» **Exercise task**:
In the records below, find the line with "Where can you spot the blue boat" and repeat it and every line after it, exactly, without any pictures.

» **Available data**:
┄┄┄┄┄┄┄┄┄┄┄┄┄┄┄┄┄┄┄┄

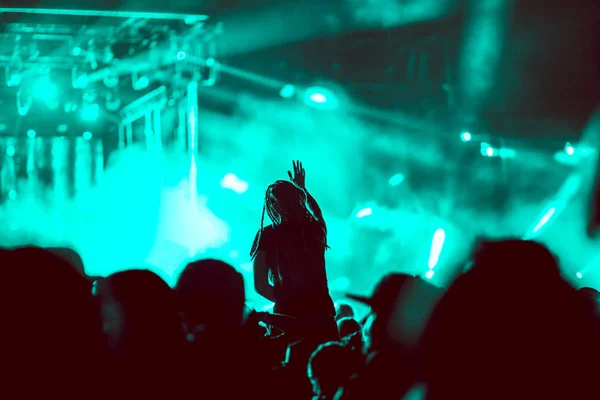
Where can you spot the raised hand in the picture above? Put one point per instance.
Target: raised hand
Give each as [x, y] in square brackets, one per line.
[299, 175]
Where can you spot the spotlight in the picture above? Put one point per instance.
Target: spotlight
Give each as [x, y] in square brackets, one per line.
[111, 81]
[90, 111]
[113, 103]
[13, 77]
[288, 91]
[321, 97]
[396, 180]
[139, 82]
[45, 89]
[570, 150]
[365, 212]
[465, 137]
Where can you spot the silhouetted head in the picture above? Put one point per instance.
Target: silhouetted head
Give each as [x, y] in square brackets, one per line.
[510, 323]
[212, 295]
[140, 312]
[285, 201]
[348, 326]
[50, 326]
[329, 367]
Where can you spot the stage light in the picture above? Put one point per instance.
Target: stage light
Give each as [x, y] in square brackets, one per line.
[45, 89]
[321, 97]
[487, 150]
[396, 180]
[13, 78]
[288, 91]
[232, 182]
[365, 212]
[570, 150]
[90, 111]
[437, 243]
[544, 220]
[139, 82]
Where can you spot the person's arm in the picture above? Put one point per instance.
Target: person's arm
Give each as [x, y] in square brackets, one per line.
[314, 206]
[261, 276]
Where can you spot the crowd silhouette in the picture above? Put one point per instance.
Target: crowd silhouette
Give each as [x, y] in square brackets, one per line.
[508, 327]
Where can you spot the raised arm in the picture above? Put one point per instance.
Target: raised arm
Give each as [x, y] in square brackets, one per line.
[261, 276]
[299, 178]
[314, 206]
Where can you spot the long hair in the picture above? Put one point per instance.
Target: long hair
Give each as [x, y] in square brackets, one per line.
[287, 202]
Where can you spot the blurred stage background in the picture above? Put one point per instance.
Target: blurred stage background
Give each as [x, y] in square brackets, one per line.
[144, 135]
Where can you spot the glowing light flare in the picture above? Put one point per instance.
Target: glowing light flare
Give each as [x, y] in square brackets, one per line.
[437, 244]
[232, 182]
[288, 91]
[365, 212]
[544, 220]
[570, 150]
[44, 89]
[321, 97]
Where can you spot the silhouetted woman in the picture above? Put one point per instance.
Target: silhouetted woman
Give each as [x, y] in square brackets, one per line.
[289, 256]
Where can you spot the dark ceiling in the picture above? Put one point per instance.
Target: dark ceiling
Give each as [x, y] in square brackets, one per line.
[548, 70]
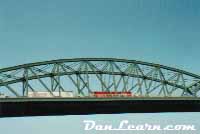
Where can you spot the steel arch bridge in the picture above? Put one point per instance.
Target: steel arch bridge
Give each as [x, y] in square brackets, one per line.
[151, 84]
[85, 75]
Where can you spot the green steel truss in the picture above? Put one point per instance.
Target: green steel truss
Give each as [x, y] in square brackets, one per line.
[86, 75]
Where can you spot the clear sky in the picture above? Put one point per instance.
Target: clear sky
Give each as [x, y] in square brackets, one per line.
[159, 31]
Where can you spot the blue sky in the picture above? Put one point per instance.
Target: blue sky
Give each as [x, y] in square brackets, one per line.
[159, 31]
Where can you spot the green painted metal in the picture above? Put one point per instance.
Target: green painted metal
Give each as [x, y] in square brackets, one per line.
[85, 75]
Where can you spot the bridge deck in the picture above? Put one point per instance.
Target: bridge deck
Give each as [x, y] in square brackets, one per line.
[17, 107]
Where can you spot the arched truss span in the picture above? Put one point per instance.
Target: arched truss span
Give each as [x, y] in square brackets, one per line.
[86, 75]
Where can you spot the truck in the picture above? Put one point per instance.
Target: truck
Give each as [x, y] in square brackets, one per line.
[43, 94]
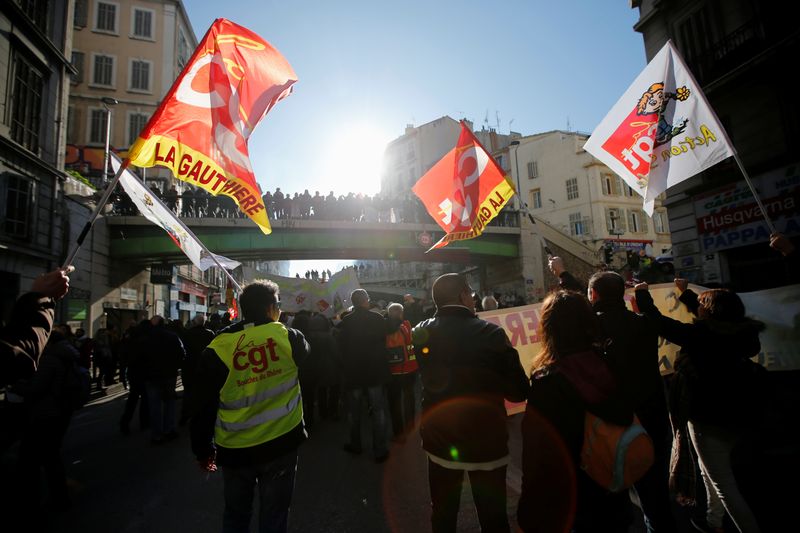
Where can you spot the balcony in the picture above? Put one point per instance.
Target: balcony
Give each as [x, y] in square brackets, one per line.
[730, 52]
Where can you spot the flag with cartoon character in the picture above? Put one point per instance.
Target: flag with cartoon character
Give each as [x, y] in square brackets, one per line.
[662, 131]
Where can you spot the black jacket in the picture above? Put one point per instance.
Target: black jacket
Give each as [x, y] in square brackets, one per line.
[468, 368]
[715, 358]
[203, 400]
[632, 354]
[195, 340]
[362, 348]
[162, 354]
[552, 436]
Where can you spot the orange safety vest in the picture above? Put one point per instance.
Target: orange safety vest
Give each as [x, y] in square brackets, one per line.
[401, 352]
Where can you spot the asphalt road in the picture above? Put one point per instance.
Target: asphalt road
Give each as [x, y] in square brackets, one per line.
[124, 484]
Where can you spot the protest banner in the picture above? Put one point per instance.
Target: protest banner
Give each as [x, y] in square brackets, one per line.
[778, 308]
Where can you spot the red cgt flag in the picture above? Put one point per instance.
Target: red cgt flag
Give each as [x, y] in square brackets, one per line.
[464, 190]
[201, 129]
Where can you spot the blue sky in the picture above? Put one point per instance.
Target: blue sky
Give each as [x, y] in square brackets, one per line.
[367, 68]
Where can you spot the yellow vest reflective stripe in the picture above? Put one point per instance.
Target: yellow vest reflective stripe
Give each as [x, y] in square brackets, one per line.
[260, 400]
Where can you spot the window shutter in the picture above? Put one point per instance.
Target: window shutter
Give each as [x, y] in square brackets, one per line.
[80, 17]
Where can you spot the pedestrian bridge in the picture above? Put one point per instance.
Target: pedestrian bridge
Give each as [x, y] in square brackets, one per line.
[135, 239]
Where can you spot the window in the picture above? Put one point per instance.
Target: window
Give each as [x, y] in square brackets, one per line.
[19, 207]
[80, 16]
[106, 19]
[142, 23]
[140, 75]
[26, 103]
[533, 169]
[659, 222]
[536, 198]
[103, 71]
[77, 62]
[136, 123]
[97, 126]
[73, 116]
[36, 10]
[611, 185]
[572, 188]
[577, 225]
[637, 221]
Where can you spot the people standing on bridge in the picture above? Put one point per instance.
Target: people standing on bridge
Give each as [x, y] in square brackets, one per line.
[631, 351]
[717, 390]
[247, 411]
[404, 367]
[365, 372]
[468, 369]
[163, 354]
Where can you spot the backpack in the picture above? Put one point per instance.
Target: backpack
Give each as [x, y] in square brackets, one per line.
[615, 456]
[77, 385]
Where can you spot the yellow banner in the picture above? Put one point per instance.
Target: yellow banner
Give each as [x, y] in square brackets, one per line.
[197, 168]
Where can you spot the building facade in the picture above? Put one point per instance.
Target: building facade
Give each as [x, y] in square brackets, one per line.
[741, 53]
[130, 51]
[35, 42]
[565, 186]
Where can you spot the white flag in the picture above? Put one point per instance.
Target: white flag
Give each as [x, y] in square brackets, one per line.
[662, 131]
[153, 209]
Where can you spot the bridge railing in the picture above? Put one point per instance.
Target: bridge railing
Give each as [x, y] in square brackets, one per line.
[207, 206]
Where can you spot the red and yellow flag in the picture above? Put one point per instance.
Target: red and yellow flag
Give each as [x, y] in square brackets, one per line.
[464, 190]
[201, 129]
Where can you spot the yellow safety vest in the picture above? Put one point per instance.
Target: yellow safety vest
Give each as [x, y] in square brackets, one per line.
[260, 400]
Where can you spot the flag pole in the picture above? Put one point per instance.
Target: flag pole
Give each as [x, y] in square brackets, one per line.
[755, 193]
[100, 204]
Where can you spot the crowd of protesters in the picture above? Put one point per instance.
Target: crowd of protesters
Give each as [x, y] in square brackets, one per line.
[197, 203]
[370, 364]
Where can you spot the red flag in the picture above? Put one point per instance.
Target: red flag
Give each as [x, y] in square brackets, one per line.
[200, 130]
[464, 190]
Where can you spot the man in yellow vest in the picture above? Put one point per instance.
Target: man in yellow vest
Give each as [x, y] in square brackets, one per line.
[247, 413]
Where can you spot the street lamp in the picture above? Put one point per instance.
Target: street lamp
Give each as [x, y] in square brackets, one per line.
[515, 144]
[108, 102]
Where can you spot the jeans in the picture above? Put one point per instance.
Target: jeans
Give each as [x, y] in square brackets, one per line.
[488, 491]
[377, 401]
[402, 402]
[714, 445]
[275, 482]
[653, 488]
[161, 399]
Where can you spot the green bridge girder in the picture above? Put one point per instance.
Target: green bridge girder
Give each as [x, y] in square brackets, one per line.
[136, 239]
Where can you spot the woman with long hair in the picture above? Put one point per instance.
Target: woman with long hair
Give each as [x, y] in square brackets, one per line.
[715, 392]
[568, 377]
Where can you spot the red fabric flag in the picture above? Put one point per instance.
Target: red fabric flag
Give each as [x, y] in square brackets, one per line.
[200, 130]
[464, 190]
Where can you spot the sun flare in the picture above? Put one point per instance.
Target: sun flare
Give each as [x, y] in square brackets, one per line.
[353, 160]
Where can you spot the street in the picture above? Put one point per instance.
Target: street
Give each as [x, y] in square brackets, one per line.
[124, 484]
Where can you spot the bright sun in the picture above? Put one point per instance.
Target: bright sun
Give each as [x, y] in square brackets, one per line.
[353, 160]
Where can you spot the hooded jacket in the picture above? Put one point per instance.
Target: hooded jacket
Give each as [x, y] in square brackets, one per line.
[556, 493]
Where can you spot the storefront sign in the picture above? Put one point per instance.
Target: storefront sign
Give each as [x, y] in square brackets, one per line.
[730, 217]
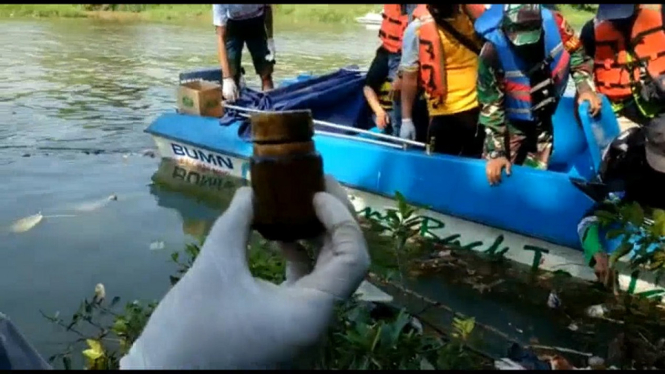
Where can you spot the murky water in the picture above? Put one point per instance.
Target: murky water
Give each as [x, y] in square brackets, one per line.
[75, 96]
[73, 88]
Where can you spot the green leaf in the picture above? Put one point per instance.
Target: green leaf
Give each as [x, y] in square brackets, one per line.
[634, 213]
[621, 251]
[658, 215]
[658, 227]
[114, 301]
[614, 233]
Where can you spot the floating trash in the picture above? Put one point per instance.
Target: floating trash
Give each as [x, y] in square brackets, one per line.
[94, 205]
[596, 363]
[100, 292]
[553, 300]
[596, 311]
[27, 223]
[156, 245]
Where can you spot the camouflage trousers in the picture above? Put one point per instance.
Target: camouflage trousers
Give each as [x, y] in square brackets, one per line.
[532, 151]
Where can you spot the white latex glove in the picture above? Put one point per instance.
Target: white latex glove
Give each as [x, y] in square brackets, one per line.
[219, 317]
[408, 130]
[271, 50]
[229, 90]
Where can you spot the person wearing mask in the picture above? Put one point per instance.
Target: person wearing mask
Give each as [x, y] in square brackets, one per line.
[382, 85]
[220, 317]
[635, 165]
[523, 71]
[440, 53]
[237, 25]
[627, 43]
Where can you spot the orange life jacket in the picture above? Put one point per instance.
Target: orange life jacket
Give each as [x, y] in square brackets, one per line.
[432, 73]
[612, 67]
[392, 27]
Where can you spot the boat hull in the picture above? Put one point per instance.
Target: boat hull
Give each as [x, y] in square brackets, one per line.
[529, 251]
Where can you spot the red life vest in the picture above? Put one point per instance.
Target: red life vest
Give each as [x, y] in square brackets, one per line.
[392, 27]
[612, 69]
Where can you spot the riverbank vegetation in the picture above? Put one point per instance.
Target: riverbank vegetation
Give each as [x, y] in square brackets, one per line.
[363, 335]
[620, 327]
[300, 13]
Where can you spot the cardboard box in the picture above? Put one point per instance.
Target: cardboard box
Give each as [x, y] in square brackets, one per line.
[200, 98]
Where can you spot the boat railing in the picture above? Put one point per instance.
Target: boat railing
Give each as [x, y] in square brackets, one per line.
[381, 139]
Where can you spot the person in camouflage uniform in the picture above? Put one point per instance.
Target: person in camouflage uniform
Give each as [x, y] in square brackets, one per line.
[526, 143]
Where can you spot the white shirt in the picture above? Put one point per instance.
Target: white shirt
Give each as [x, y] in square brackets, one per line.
[221, 13]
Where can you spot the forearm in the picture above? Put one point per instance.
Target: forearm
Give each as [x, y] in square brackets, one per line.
[221, 52]
[581, 70]
[408, 93]
[372, 99]
[268, 20]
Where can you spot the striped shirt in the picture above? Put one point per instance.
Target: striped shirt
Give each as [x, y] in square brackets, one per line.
[221, 13]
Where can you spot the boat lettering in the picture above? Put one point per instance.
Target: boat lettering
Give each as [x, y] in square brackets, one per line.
[196, 154]
[429, 226]
[197, 178]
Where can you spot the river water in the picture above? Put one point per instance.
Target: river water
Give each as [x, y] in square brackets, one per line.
[75, 96]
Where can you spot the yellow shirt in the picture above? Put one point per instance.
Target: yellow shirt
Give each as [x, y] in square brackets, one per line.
[461, 66]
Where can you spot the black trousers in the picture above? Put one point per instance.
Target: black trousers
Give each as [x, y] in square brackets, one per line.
[457, 134]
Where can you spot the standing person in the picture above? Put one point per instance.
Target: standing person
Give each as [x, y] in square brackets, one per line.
[627, 43]
[635, 164]
[441, 55]
[382, 85]
[523, 72]
[237, 25]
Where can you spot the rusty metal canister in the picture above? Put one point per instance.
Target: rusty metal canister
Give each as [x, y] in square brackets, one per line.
[286, 172]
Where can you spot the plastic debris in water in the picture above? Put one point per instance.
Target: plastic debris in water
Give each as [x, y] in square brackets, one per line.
[100, 292]
[596, 311]
[27, 223]
[596, 363]
[553, 300]
[94, 205]
[156, 245]
[507, 364]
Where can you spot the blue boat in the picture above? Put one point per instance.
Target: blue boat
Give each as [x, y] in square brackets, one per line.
[531, 217]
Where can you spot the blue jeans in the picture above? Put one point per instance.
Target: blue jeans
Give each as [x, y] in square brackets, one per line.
[396, 113]
[253, 33]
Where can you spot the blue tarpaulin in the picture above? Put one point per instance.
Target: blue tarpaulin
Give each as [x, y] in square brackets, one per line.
[336, 97]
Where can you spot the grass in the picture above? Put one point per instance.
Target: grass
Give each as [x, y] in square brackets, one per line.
[301, 13]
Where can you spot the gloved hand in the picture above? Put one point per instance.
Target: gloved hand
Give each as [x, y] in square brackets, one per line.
[229, 90]
[270, 57]
[219, 317]
[408, 130]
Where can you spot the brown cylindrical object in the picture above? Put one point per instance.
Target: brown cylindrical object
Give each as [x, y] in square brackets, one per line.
[286, 172]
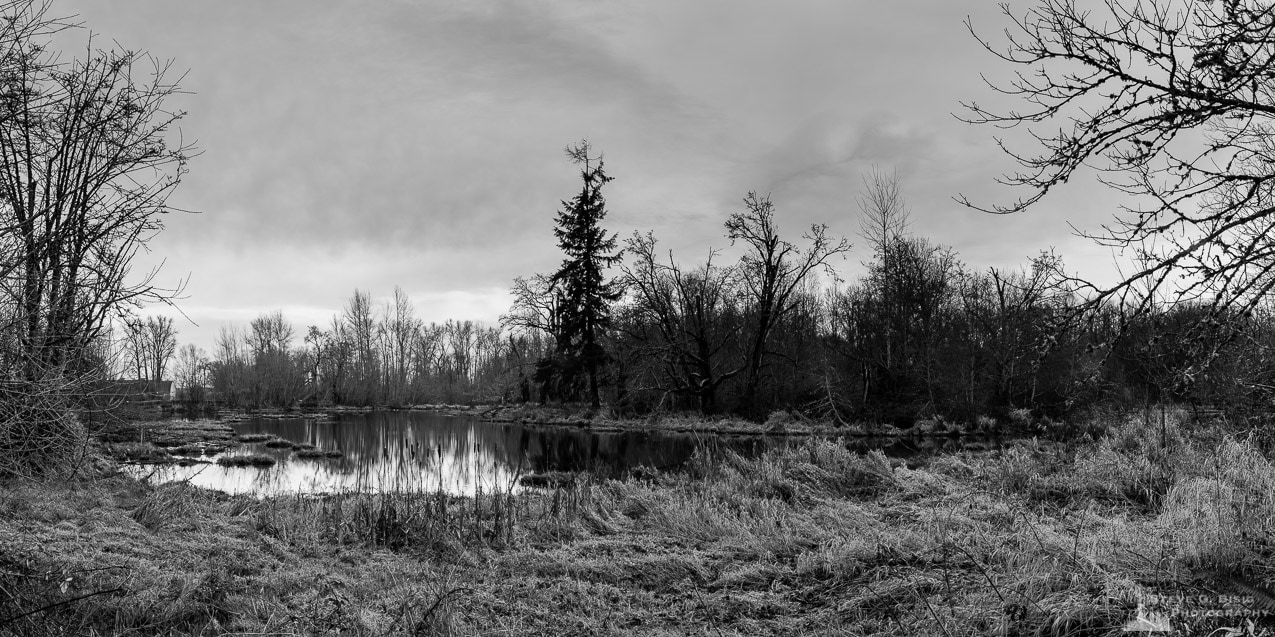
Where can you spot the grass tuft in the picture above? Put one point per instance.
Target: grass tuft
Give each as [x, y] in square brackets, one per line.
[249, 460]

┄┄┄┄┄┄┄┄┄┄┄┄┄┄┄┄┄┄┄┄

» **Finished answer**:
Where can you spot the blue boat in the picture above? Put one point per instance.
Target: blue boat
Give each as [x, y] in square brackets, one per line.
[531, 217]
Where can you spot the blue jeans in the picture above? Put one point per instance.
Target: blue jeans
Give each as [x, y] in square brackets, one per line.
[396, 113]
[253, 33]
Where can you spot the blue tarpaulin in the picture above? Put one point per instance.
Target: blue tarpaulin
Give each as [x, y] in square brackets, one per line.
[336, 97]
Where can you spot the grass in the picture above? Put one point per instance.
Target: grass
Give each as [x, y] in square brackets, one per line.
[301, 13]
Where can you spot the gloved hand in the picture above? Put one point per instance.
Target: gloved hand
Give each as [x, y] in square brackets, one per line.
[229, 90]
[270, 57]
[219, 317]
[408, 130]
Where can you spot the brown cylindrical object in the picture above? Put one point per instance.
Target: brown cylindrical object
Give each as [x, y] in square brackets, one per line.
[286, 172]
Where can you spot the grass tuft in the picture above? Put one point per instance.
Target: grass tuft
Give each as [x, y] in square brackets, one per line.
[249, 460]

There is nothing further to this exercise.